**Instructions to follow:** Reproduce as a JSON list of strings the part of the items below that opens with the line containing "Put one marker on each instance of the player's dark" and runs through the end of the items. Use one string per line, and leave out blank lines.

**Raw records:**
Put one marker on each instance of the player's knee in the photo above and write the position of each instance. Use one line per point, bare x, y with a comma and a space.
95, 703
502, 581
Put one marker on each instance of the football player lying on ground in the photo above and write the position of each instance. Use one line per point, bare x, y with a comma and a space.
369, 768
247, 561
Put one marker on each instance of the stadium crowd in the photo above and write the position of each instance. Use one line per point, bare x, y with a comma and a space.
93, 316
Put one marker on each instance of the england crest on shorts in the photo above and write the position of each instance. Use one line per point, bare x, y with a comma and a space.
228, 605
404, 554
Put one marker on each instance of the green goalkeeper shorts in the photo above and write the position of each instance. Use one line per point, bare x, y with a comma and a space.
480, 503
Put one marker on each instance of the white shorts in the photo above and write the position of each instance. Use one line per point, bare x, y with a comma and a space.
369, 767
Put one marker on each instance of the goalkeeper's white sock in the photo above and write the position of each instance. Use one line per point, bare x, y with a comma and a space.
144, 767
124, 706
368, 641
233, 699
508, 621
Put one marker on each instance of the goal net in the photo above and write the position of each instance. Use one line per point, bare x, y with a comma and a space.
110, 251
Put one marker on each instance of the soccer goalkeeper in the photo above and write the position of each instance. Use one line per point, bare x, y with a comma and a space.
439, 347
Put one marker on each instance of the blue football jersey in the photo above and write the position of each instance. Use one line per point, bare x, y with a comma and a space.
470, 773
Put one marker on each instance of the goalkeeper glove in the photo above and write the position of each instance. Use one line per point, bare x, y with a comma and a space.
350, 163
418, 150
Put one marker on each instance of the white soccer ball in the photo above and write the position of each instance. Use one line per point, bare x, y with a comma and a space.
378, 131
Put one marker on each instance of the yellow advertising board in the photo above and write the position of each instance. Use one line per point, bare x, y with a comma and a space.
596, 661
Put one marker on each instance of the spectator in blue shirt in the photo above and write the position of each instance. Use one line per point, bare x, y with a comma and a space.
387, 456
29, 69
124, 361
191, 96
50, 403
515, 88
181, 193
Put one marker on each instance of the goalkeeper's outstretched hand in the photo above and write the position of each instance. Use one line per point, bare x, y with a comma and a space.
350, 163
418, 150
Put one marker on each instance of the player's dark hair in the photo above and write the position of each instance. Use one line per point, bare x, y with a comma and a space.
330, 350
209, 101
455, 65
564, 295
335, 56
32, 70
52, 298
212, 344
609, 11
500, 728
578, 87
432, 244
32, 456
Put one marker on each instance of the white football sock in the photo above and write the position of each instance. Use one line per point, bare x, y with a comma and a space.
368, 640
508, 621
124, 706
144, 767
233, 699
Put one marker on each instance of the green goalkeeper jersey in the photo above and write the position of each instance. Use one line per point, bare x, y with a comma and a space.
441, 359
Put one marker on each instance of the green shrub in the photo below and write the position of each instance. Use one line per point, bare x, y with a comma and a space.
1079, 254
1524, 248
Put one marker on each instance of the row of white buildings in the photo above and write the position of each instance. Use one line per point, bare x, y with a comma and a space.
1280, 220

**Written solution:**
[
  "Put one marker on each instance of the player's dark hair in the photo above and write the position of each instance. Use one line per point, bare x, y with a comma and a space.",
  "330, 350",
  "209, 101",
  "455, 65",
  "564, 295",
  "335, 56",
  "32, 70",
  "52, 298",
  "212, 344",
  "609, 11",
  "500, 728",
  "578, 87",
  "432, 244",
  "32, 456",
  "Put one marker on each instance of the white football sock in the photo above and write the position of each instance. Use one line per point, bare x, y with a comma and a space.",
  "368, 640",
  "508, 621",
  "124, 706",
  "144, 767",
  "233, 699",
  "Put one marker on each instance of the green goalkeeper jersey in the photo above and write the position of each instance. Use one line per point, bare x, y with a comma and a space.",
  "441, 359",
  "Put one marker on each instance of the green shrub in the photo below and write the position of each instance. Use one line per point, bare x, y with a comma and a space.",
  "1079, 254",
  "1524, 248",
  "Put one marker on each instance of the row of white buildings in the photo above and write the position of each instance. Use one line per point, bare x, y with a comma and a space.",
  "1280, 220"
]